- [Task brief] Format the stretch from the start of the records through the line containing "column 804, row 536" as a Markdown table with the columns Number and Record line, one row per line, skipping blank lines. Leave the pictures out.

- [Records for the exercise]

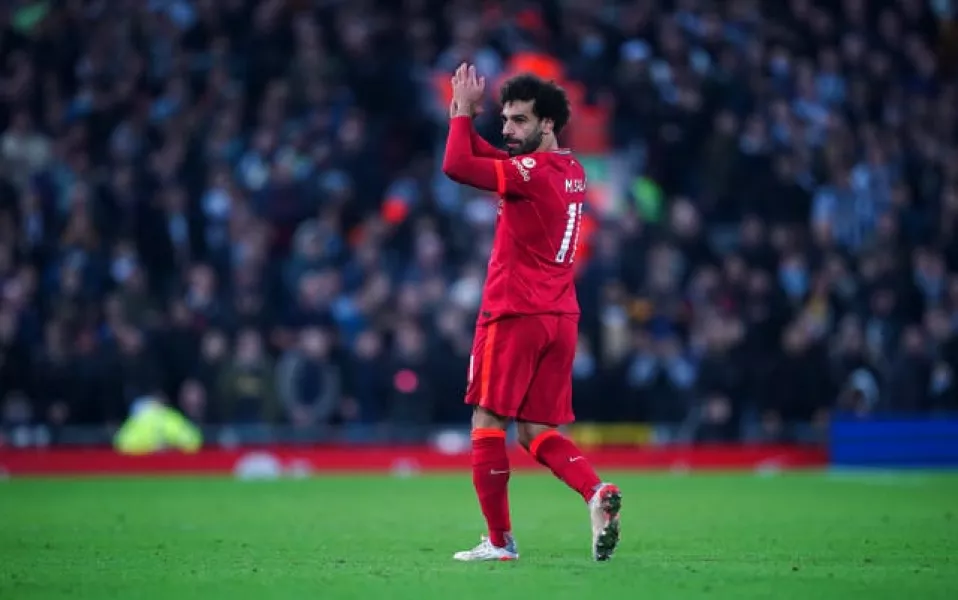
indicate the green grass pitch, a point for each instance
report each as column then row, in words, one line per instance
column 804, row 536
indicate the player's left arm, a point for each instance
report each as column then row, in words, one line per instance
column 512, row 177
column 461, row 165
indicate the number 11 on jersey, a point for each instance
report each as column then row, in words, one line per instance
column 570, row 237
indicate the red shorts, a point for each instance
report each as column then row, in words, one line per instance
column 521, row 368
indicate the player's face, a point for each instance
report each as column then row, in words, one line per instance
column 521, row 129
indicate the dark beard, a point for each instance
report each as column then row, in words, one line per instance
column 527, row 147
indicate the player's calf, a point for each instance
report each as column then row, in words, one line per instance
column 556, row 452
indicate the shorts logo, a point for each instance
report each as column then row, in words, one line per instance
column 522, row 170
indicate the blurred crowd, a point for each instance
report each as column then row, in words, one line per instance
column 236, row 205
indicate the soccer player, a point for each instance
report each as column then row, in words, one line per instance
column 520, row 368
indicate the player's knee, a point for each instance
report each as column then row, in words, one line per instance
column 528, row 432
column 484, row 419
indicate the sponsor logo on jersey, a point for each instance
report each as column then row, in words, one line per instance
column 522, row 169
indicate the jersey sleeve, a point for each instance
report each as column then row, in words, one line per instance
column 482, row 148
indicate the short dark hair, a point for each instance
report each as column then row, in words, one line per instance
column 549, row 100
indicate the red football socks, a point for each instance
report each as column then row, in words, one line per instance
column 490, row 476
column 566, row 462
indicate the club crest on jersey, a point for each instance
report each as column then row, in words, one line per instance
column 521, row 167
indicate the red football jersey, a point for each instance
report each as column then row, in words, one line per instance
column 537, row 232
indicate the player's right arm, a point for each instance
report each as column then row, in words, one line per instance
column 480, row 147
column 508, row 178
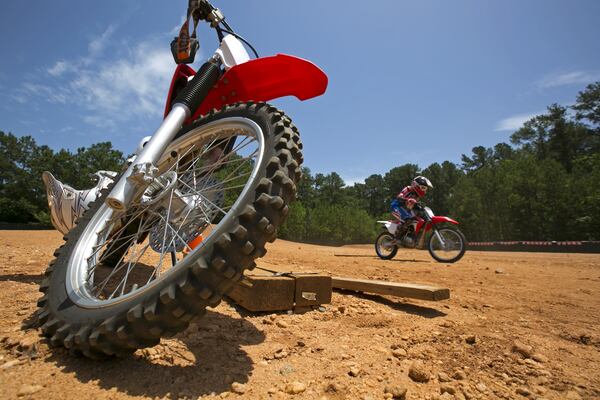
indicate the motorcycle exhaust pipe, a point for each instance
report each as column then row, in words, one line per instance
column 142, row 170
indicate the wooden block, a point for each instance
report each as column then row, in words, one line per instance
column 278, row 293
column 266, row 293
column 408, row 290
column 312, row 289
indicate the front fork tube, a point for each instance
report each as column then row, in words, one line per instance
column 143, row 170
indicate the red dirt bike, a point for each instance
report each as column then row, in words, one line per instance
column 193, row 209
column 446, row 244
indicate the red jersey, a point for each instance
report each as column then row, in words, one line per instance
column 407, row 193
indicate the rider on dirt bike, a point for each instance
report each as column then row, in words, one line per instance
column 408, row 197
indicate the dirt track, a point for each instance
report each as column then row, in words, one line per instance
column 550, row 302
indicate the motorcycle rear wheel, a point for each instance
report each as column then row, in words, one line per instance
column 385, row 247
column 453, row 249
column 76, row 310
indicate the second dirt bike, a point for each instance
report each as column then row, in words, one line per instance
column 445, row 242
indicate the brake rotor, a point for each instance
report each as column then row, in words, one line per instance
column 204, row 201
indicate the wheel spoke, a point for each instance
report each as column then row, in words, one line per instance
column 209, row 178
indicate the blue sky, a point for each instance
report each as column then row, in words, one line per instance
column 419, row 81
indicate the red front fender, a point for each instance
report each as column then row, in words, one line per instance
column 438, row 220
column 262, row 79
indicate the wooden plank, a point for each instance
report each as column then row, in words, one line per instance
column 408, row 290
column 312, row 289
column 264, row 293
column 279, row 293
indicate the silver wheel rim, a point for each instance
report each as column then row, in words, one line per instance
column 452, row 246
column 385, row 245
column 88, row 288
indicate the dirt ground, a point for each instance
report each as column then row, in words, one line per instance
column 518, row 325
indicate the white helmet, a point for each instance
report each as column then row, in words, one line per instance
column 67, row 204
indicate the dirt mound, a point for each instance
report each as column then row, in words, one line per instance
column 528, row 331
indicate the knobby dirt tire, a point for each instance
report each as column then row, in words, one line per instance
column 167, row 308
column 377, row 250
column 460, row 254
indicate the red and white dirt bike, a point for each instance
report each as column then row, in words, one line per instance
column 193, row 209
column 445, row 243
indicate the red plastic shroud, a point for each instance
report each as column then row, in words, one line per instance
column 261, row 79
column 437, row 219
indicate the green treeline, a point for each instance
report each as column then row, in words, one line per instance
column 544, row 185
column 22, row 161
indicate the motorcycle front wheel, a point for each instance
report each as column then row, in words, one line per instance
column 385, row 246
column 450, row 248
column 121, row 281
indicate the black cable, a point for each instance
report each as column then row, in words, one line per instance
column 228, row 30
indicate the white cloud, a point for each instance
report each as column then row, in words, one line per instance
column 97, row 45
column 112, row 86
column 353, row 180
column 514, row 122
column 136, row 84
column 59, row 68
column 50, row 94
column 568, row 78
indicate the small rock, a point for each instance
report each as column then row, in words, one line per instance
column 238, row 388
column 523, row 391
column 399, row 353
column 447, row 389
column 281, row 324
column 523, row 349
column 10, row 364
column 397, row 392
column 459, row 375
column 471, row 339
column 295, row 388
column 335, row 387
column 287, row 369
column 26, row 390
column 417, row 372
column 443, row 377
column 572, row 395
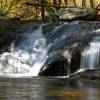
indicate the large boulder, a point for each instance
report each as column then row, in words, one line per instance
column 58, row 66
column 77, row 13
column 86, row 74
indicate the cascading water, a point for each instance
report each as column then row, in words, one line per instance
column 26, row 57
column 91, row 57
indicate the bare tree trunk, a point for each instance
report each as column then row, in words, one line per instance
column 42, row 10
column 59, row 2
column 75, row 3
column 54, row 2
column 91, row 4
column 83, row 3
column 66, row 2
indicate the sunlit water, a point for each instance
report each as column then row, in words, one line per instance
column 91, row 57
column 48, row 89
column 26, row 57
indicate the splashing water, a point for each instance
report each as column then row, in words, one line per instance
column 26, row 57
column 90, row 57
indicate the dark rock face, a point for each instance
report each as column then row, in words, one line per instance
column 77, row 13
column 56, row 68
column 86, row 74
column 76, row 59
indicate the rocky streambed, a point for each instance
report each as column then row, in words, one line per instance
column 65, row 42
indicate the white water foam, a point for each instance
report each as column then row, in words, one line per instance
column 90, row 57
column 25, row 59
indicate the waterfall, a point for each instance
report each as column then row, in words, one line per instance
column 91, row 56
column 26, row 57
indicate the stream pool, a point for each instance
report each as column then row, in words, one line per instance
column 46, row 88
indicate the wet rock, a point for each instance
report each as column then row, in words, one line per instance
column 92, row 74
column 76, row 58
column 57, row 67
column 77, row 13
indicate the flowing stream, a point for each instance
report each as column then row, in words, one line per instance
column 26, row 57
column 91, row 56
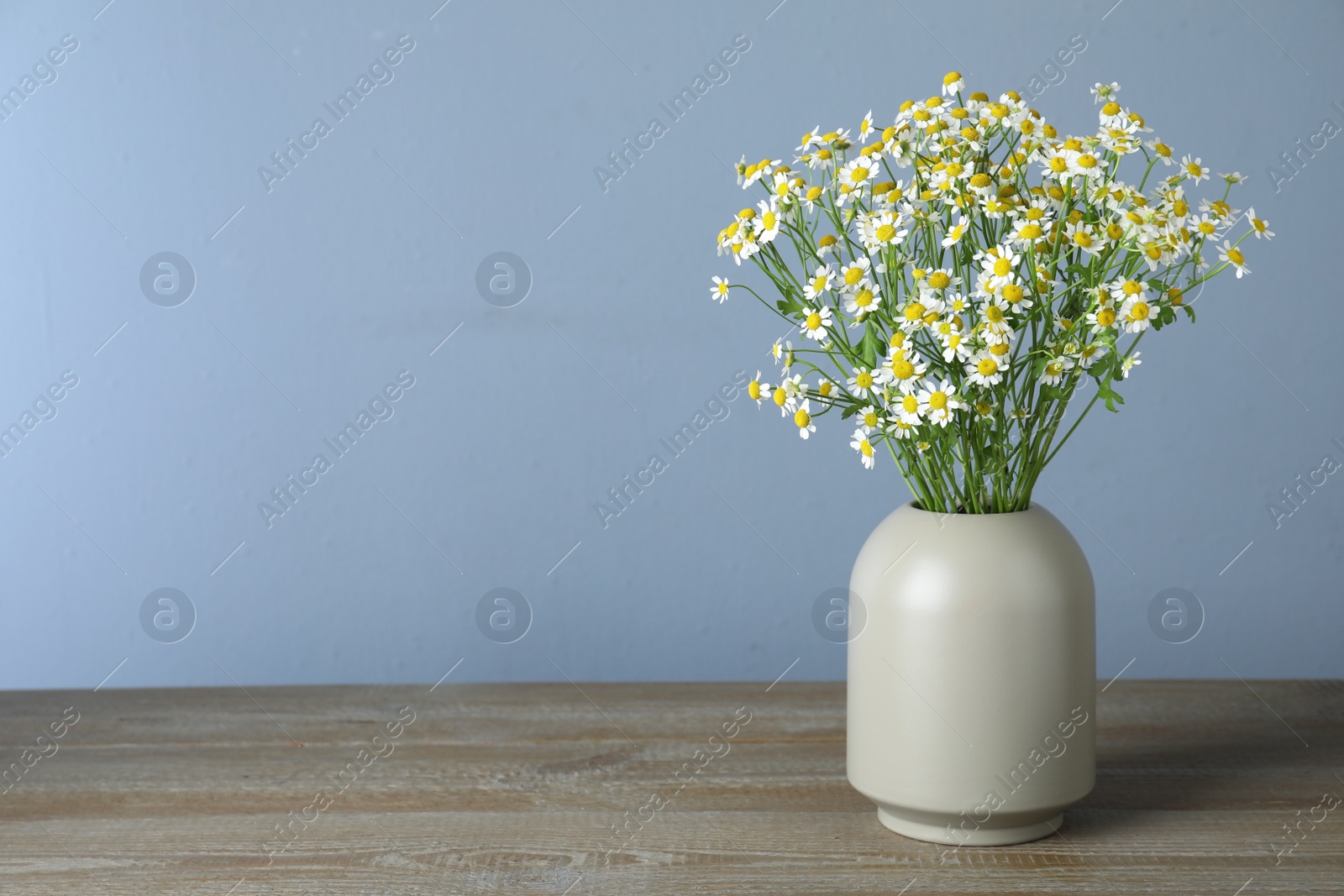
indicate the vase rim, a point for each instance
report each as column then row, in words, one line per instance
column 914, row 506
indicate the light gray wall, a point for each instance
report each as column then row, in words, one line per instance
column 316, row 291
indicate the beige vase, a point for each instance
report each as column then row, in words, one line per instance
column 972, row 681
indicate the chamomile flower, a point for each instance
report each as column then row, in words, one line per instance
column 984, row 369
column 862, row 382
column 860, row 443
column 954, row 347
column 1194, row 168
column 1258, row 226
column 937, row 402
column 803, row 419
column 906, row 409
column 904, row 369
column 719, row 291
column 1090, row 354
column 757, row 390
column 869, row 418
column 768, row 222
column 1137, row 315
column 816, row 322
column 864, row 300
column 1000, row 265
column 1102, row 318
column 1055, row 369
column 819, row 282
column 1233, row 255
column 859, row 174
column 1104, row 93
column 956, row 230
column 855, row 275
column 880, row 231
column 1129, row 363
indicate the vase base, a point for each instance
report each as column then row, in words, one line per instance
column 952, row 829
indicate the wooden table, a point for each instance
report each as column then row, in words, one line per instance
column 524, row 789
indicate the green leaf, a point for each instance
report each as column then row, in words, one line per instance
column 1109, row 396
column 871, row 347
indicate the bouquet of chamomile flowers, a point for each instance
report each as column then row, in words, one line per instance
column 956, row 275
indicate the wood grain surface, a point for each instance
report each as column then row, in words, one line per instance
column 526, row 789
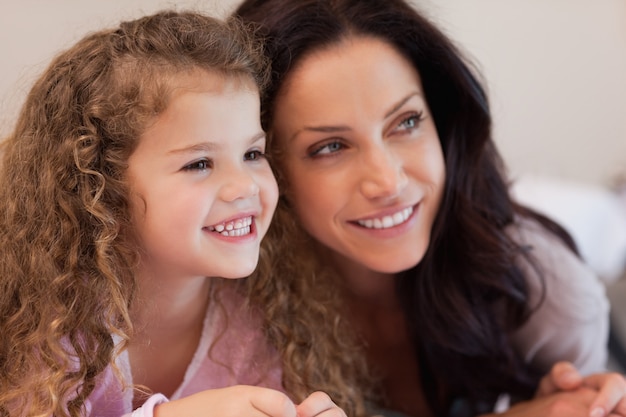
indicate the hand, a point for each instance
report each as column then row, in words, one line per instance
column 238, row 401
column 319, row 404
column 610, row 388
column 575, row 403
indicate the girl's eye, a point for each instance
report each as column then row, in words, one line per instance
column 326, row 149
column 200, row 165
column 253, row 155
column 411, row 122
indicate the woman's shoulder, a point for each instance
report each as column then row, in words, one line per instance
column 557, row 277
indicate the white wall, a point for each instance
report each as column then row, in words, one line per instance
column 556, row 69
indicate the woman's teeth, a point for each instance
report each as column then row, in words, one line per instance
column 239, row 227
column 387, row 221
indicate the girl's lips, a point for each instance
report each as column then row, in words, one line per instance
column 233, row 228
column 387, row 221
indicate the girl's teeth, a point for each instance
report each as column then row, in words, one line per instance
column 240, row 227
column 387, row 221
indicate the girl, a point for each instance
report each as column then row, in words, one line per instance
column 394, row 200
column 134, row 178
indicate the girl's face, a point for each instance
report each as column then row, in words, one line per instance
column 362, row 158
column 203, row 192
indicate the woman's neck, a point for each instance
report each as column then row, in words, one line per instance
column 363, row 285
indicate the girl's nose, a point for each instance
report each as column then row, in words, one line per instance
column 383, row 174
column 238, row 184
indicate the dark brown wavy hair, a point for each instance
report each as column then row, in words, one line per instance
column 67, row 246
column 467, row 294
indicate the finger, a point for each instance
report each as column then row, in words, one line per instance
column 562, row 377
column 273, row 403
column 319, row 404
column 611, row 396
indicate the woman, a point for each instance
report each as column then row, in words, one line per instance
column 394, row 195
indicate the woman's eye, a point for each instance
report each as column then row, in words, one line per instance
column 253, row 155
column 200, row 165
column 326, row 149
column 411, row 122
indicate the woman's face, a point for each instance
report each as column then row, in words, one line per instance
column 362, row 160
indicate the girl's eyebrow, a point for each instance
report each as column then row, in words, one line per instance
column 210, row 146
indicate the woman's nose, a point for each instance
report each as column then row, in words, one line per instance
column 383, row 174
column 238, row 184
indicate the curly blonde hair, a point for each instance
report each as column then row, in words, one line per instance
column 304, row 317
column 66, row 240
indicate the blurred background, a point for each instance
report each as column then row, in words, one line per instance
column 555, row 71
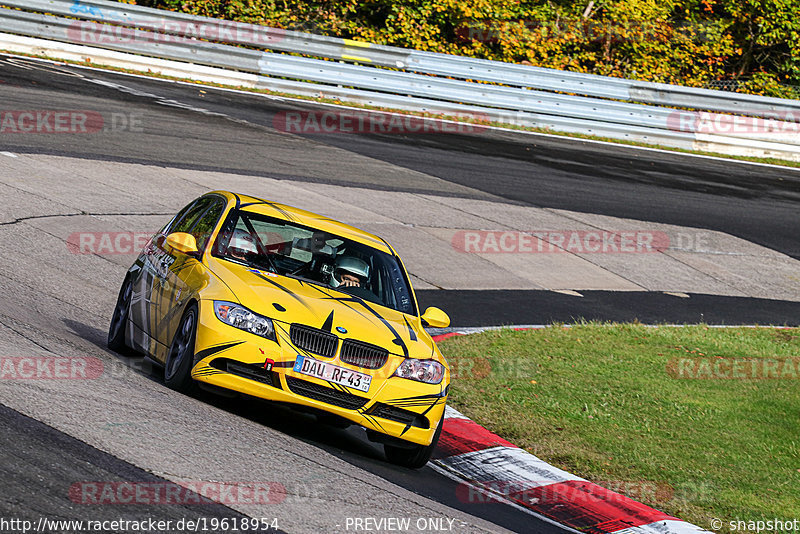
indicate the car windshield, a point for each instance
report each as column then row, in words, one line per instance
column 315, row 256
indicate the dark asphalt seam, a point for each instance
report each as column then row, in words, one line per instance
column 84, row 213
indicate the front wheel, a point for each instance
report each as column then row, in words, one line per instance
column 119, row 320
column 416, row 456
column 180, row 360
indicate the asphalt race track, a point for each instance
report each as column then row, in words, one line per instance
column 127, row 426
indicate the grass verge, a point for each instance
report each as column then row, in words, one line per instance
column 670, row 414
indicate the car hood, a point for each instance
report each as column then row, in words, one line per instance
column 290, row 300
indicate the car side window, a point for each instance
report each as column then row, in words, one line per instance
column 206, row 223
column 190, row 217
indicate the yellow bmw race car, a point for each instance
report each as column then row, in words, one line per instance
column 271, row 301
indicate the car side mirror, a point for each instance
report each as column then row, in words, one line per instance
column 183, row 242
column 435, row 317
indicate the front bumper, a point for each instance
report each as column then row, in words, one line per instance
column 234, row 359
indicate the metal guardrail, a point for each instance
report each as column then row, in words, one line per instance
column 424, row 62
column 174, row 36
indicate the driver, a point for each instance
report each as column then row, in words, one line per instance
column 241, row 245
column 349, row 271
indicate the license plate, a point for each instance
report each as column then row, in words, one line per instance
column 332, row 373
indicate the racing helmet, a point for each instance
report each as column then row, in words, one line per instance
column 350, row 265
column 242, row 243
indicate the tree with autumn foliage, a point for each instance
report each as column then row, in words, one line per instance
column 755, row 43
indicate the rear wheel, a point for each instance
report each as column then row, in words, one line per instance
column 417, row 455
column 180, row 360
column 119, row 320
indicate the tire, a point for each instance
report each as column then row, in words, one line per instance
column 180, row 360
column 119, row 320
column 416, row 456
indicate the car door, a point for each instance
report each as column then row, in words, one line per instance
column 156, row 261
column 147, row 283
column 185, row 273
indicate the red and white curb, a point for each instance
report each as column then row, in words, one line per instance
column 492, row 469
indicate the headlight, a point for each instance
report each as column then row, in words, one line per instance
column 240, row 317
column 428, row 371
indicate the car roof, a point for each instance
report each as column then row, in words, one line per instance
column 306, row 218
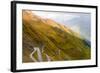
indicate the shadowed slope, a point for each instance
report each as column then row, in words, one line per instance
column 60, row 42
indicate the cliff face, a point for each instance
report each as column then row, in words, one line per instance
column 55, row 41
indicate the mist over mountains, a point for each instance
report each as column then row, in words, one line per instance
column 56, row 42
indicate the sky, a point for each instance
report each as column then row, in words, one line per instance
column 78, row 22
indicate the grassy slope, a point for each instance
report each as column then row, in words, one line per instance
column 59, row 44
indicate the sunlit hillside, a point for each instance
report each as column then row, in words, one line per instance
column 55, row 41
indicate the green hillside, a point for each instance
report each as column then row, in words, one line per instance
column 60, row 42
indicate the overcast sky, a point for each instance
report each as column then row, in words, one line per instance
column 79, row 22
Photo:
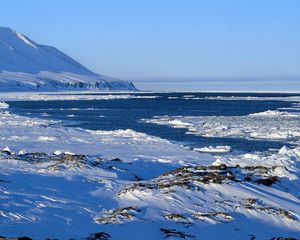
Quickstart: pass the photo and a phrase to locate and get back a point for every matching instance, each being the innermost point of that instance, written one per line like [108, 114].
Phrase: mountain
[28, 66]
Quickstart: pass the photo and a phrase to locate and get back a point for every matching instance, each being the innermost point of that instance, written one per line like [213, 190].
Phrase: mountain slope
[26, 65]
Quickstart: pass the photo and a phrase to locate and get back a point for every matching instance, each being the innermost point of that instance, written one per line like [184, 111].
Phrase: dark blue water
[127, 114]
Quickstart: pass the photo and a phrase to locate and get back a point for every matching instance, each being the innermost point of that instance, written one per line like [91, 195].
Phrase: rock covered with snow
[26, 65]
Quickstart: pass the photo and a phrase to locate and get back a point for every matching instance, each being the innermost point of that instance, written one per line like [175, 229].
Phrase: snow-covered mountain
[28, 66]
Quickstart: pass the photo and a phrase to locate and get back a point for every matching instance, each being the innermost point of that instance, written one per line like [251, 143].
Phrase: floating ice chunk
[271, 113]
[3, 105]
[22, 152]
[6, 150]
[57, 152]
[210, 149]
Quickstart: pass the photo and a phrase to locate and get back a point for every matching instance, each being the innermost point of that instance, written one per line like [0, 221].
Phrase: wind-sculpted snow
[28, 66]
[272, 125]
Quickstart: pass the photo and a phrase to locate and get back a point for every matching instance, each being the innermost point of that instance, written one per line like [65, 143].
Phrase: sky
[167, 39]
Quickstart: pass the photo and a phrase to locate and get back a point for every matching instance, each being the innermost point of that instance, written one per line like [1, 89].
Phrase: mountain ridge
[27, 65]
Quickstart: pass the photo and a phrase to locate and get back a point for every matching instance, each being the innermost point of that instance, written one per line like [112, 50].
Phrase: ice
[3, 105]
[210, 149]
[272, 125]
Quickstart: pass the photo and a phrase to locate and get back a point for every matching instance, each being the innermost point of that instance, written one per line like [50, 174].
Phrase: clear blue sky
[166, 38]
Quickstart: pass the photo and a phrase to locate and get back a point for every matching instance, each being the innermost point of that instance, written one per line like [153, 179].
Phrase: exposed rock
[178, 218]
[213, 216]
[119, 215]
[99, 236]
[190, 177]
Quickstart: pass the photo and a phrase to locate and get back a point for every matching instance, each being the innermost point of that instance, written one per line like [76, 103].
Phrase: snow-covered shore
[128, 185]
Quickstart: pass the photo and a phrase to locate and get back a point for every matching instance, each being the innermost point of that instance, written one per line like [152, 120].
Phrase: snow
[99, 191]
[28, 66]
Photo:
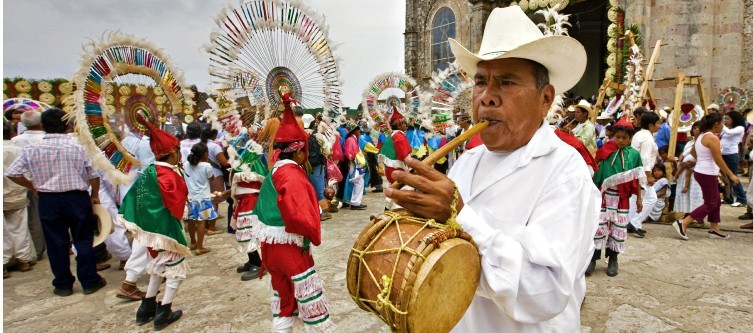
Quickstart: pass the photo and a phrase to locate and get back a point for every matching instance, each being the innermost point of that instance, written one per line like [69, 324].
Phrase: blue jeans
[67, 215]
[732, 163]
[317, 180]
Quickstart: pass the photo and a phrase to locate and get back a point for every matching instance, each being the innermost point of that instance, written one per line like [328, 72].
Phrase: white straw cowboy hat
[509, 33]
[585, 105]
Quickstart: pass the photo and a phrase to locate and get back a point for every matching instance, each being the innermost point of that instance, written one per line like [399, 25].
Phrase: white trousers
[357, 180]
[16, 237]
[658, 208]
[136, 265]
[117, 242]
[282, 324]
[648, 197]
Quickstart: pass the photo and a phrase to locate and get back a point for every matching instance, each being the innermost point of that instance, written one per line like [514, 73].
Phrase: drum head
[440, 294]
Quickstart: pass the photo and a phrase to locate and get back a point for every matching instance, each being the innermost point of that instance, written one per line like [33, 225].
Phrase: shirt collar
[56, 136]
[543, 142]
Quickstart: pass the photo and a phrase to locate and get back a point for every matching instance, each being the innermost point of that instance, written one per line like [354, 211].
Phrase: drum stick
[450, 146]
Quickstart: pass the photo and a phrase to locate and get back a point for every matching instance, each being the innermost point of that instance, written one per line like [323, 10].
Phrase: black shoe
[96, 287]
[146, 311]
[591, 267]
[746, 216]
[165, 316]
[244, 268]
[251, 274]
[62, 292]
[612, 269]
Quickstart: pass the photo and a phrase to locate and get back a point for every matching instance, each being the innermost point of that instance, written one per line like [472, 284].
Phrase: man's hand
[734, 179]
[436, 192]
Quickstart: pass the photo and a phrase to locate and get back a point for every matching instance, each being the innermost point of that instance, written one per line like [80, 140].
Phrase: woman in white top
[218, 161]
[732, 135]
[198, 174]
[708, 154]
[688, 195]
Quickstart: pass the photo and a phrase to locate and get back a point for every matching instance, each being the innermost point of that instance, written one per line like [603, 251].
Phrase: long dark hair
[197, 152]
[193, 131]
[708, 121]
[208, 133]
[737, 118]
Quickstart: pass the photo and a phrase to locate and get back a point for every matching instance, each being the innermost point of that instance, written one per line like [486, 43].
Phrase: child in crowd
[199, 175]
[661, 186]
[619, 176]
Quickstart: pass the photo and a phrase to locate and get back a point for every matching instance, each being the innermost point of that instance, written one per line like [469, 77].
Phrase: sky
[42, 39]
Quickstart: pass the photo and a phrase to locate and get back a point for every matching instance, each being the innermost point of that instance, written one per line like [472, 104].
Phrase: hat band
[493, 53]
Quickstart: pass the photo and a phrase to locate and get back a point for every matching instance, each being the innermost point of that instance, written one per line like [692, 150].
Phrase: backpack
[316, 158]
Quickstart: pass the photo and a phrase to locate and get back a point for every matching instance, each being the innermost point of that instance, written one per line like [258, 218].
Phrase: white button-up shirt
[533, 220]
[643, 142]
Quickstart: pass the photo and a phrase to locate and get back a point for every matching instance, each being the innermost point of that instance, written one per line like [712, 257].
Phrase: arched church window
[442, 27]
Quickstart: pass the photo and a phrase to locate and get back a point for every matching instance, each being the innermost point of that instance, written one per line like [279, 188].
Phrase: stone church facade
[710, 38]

- [Solution to this problem]
| Number | Record line |
|---|---|
| 1 | indicate the green grass pitch, a point for each instance |
| 2 | report each as column then row, in words, one line per instance |
| 3 | column 804, row 536 |